■ Task brief
List the lines of this listing that hold the word "surface".

Dataset extract START

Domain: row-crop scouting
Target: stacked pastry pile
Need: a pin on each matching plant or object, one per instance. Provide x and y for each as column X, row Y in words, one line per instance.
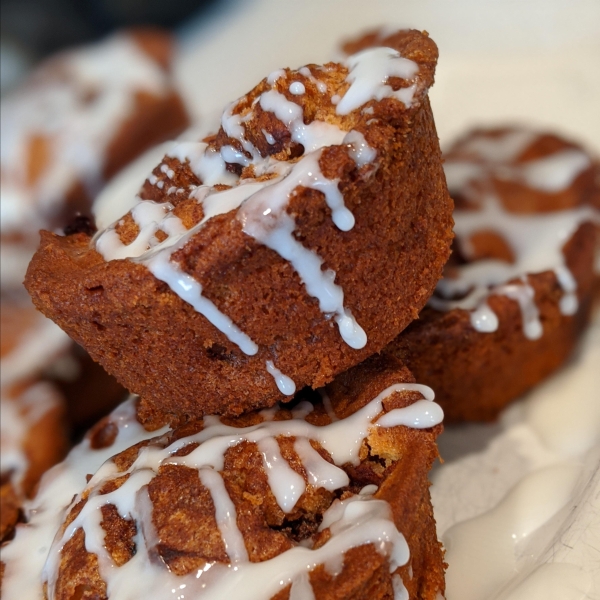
column 207, row 308
column 287, row 252
column 75, row 122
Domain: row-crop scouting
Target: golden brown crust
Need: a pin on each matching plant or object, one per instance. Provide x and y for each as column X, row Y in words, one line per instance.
column 40, row 413
column 183, row 516
column 403, row 218
column 475, row 375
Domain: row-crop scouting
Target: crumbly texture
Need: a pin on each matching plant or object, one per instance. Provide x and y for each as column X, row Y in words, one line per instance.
column 397, row 460
column 388, row 264
column 475, row 375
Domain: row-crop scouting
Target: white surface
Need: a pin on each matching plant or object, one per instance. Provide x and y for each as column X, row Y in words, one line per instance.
column 533, row 62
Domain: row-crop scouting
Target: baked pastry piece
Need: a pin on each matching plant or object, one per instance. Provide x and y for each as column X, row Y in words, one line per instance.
column 519, row 287
column 73, row 124
column 32, row 439
column 325, row 497
column 291, row 245
column 33, row 433
column 22, row 560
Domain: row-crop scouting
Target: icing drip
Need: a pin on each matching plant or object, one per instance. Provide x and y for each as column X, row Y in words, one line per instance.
column 536, row 242
column 284, row 383
column 286, row 485
column 262, row 205
column 297, row 88
column 355, row 521
column 368, row 77
column 18, row 415
column 189, row 290
column 264, row 218
column 78, row 132
column 225, row 514
column 24, row 557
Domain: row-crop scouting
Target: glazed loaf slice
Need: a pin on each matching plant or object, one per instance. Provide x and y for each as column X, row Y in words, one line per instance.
column 324, row 497
column 288, row 247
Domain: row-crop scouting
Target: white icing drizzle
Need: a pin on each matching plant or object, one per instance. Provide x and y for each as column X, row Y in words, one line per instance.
column 263, row 217
column 18, row 415
column 285, row 384
column 556, row 172
column 297, row 88
column 286, row 485
column 357, row 520
column 327, row 404
column 26, row 554
column 78, row 130
column 313, row 135
column 368, row 76
column 225, row 514
column 535, row 240
column 320, row 85
column 400, row 591
column 262, row 205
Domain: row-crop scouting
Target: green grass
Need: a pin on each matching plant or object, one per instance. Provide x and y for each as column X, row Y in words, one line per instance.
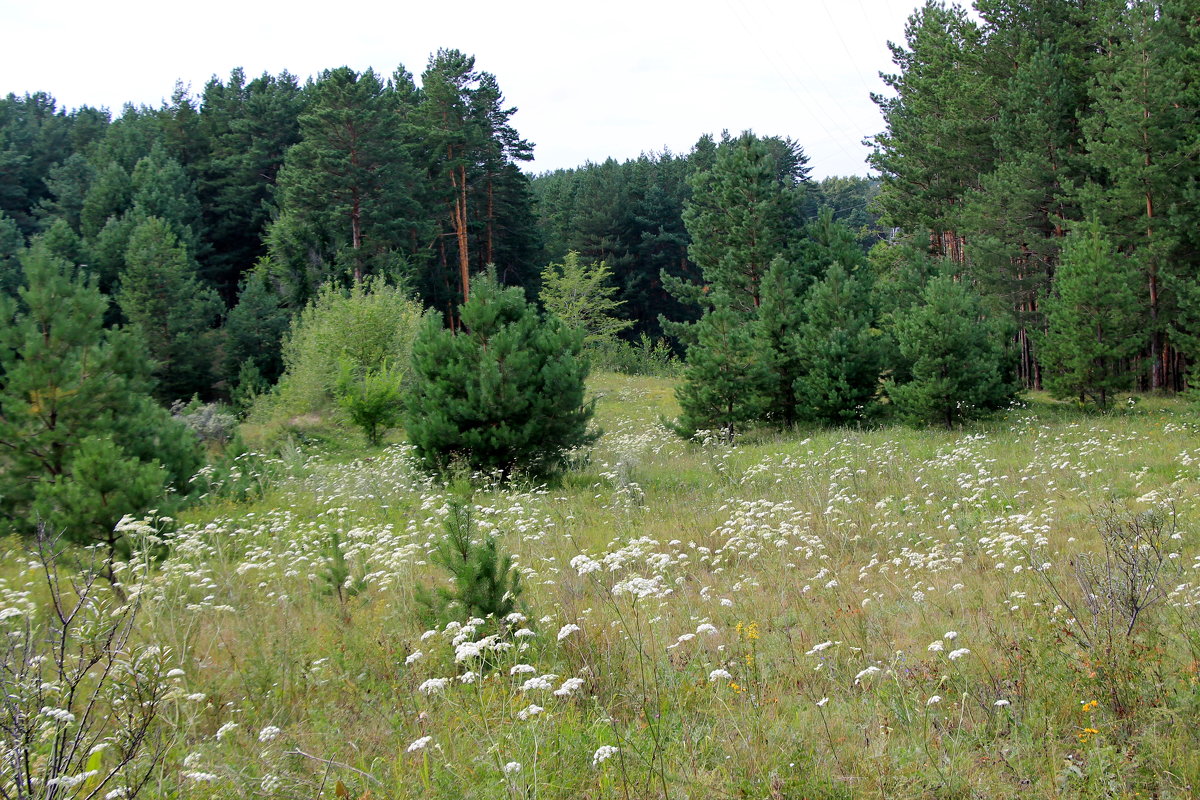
column 876, row 541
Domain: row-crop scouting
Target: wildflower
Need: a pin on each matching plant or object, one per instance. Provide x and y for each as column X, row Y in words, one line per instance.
column 604, row 753
column 543, row 681
column 201, row 777
column 867, row 673
column 569, row 686
column 529, row 711
column 433, row 685
column 61, row 716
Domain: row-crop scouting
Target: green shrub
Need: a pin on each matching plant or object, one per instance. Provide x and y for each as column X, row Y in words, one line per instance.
column 371, row 400
column 369, row 326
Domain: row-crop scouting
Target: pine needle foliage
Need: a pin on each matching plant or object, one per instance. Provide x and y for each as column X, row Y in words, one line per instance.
column 484, row 581
column 503, row 394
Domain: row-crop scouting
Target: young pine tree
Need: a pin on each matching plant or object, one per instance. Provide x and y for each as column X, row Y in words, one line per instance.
column 725, row 377
column 502, row 394
column 839, row 354
column 955, row 365
column 82, row 444
column 1093, row 320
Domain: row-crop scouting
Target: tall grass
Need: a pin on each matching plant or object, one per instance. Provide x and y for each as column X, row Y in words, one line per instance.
column 843, row 613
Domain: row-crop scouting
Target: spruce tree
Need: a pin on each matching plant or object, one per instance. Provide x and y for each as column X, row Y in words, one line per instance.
column 504, row 392
column 581, row 296
column 955, row 366
column 162, row 298
column 1093, row 320
column 725, row 378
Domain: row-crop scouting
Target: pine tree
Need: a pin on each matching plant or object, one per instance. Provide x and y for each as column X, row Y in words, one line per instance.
column 81, row 441
column 742, row 215
column 345, row 186
column 1093, row 320
column 162, row 298
column 838, row 350
column 581, row 296
column 773, row 331
column 504, row 392
column 725, row 378
column 957, row 368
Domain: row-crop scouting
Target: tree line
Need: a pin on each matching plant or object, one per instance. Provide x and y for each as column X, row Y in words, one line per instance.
column 1031, row 124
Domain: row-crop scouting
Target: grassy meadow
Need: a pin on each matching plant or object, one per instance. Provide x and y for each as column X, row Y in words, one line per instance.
column 1005, row 611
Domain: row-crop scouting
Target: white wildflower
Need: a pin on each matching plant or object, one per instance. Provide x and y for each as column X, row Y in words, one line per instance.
column 529, row 711
column 420, row 744
column 569, row 686
column 433, row 686
column 867, row 673
column 604, row 753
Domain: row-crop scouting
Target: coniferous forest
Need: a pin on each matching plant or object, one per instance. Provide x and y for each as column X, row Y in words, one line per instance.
column 327, row 353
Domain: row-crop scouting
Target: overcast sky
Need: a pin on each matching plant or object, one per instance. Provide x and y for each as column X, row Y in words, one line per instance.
column 589, row 80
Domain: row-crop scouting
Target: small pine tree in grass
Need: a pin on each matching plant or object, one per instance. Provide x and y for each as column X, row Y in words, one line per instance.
column 502, row 394
column 725, row 378
column 839, row 354
column 1092, row 320
column 484, row 582
column 957, row 368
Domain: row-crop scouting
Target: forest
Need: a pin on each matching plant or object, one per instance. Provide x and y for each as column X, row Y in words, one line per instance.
column 342, row 456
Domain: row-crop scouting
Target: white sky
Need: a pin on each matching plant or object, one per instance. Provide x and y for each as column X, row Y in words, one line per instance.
column 589, row 82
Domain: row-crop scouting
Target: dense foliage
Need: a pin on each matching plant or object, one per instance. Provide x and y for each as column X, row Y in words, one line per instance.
column 504, row 392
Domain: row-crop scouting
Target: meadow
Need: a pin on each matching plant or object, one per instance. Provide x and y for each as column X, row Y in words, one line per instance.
column 1007, row 609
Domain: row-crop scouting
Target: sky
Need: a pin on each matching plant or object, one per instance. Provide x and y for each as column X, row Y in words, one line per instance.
column 591, row 82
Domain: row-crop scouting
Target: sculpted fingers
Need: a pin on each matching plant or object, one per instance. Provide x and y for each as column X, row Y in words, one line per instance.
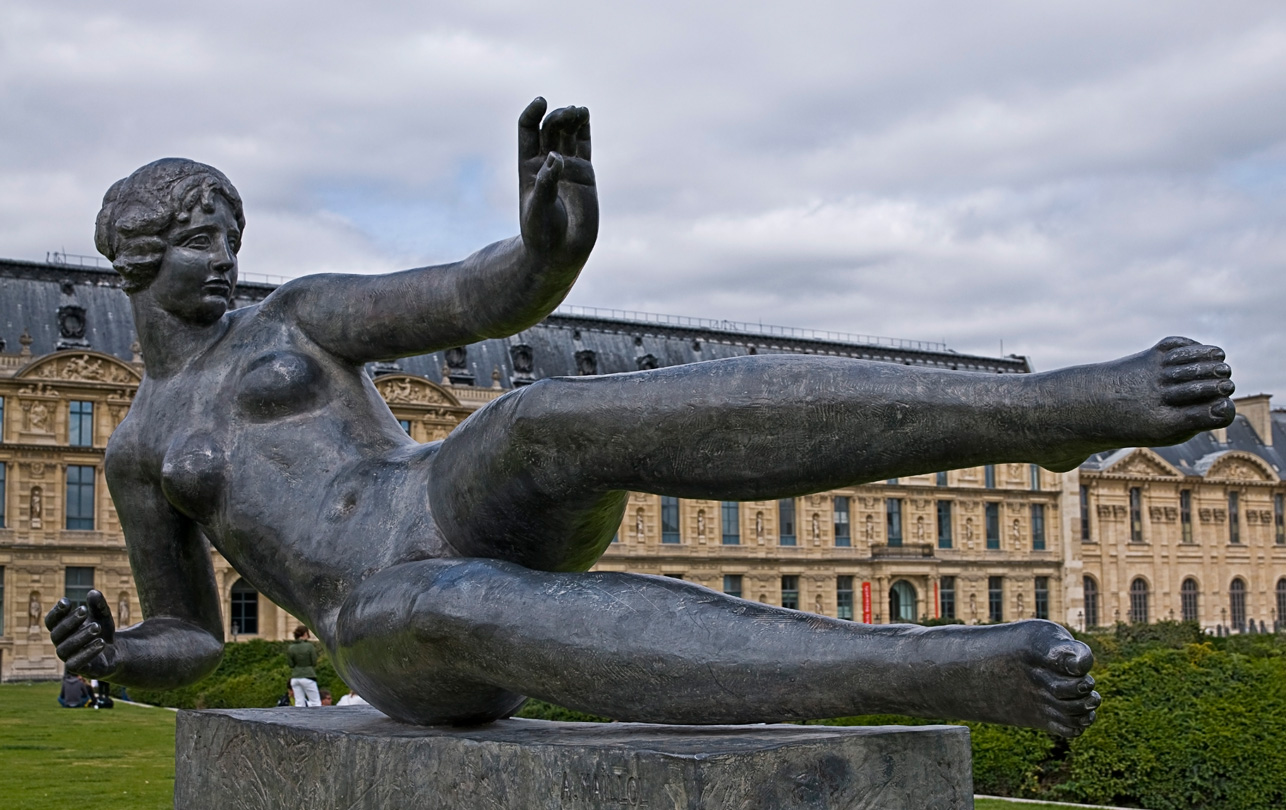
column 57, row 613
column 76, row 642
column 68, row 625
column 529, row 129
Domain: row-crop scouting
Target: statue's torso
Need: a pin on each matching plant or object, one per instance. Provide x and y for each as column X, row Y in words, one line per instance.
column 288, row 460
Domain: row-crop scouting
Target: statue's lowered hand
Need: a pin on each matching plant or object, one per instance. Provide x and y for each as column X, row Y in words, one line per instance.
column 85, row 635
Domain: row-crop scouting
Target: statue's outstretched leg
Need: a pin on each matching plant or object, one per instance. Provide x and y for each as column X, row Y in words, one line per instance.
column 538, row 477
column 461, row 640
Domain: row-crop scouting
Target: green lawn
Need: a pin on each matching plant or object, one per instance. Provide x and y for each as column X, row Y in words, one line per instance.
column 55, row 759
column 122, row 759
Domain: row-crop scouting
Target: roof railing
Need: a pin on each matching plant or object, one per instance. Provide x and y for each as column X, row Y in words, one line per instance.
column 747, row 328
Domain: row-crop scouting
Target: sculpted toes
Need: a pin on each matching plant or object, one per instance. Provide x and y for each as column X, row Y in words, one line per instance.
column 1174, row 342
column 1223, row 412
column 1194, row 354
column 1196, row 370
column 1203, row 391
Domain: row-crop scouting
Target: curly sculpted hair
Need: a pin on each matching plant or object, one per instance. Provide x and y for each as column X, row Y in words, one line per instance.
column 138, row 210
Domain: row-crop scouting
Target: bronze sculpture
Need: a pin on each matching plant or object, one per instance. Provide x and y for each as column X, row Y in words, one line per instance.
column 449, row 580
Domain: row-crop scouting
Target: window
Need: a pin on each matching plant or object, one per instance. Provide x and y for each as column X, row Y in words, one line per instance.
column 1188, row 604
column 1042, row 597
column 670, row 520
column 902, row 602
column 77, row 584
column 80, row 498
column 1084, row 513
column 996, row 598
column 786, row 521
column 81, row 426
column 893, row 508
column 1138, row 602
column 1281, row 602
column 947, row 597
column 1038, row 527
column 732, row 585
column 1186, row 514
column 844, row 597
column 731, row 518
column 1091, row 602
column 993, row 526
column 791, row 592
column 1136, row 514
column 1237, row 603
column 244, row 608
column 842, row 526
column 944, row 523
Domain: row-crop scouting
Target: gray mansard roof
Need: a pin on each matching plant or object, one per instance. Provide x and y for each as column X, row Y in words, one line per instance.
column 606, row 341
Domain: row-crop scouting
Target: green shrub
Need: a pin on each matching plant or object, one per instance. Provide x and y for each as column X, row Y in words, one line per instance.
column 251, row 675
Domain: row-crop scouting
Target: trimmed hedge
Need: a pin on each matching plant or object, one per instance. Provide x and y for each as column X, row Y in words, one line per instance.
column 251, row 675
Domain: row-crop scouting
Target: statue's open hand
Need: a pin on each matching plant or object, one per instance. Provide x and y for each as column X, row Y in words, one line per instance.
column 85, row 635
column 558, row 203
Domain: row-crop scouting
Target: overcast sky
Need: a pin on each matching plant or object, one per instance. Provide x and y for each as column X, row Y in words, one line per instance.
column 1074, row 179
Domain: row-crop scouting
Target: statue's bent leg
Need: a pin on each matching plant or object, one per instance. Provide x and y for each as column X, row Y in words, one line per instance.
column 459, row 640
column 538, row 477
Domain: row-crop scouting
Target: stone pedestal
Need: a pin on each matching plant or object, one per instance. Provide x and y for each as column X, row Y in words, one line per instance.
column 356, row 759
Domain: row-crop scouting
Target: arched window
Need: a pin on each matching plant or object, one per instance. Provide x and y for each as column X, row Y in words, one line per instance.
column 1281, row 604
column 244, row 608
column 1237, row 603
column 1138, row 602
column 1188, row 603
column 1091, row 602
column 902, row 602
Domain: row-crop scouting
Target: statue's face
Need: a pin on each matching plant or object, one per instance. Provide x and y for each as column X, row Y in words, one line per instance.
column 198, row 271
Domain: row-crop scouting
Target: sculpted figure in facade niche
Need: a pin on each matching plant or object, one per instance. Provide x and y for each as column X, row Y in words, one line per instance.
column 36, row 507
column 259, row 428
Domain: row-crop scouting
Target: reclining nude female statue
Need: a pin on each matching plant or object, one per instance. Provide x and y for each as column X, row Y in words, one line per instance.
column 450, row 580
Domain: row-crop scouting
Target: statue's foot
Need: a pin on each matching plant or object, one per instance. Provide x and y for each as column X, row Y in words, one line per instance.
column 1158, row 397
column 1026, row 673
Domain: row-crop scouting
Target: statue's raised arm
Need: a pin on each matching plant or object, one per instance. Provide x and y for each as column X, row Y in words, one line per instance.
column 498, row 291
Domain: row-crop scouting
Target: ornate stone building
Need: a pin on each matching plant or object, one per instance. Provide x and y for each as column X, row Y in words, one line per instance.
column 1196, row 531
column 983, row 544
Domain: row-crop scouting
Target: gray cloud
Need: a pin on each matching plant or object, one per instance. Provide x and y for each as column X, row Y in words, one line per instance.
column 1074, row 179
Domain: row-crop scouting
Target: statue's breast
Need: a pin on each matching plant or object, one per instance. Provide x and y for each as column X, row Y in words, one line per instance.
column 194, row 475
column 279, row 383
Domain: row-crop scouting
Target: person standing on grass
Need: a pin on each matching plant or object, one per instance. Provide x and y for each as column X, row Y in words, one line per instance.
column 302, row 656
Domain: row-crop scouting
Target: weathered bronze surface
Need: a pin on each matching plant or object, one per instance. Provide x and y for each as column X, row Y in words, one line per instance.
column 449, row 580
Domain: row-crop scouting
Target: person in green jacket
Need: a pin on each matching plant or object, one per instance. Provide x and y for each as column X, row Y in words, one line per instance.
column 302, row 656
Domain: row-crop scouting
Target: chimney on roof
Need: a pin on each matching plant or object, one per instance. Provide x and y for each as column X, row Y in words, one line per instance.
column 1257, row 409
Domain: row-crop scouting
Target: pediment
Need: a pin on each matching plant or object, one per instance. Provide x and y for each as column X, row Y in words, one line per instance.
column 410, row 390
column 91, row 367
column 1143, row 463
column 1239, row 466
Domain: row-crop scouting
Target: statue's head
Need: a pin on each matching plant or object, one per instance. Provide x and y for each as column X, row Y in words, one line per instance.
column 140, row 208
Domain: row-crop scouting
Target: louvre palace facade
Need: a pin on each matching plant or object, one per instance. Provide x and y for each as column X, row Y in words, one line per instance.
column 983, row 544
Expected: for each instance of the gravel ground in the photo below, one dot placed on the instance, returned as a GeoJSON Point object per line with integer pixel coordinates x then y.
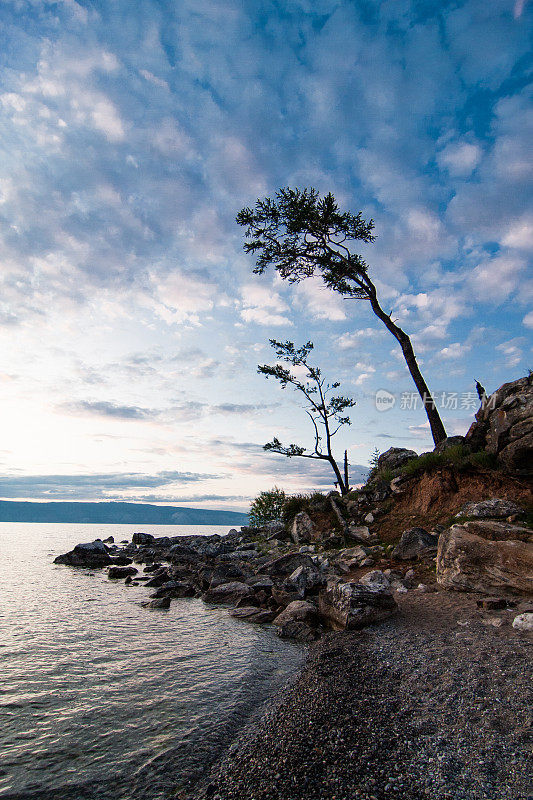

Dataset extract END

■ Answer section
Target: white surface
Target: weathered bronze surface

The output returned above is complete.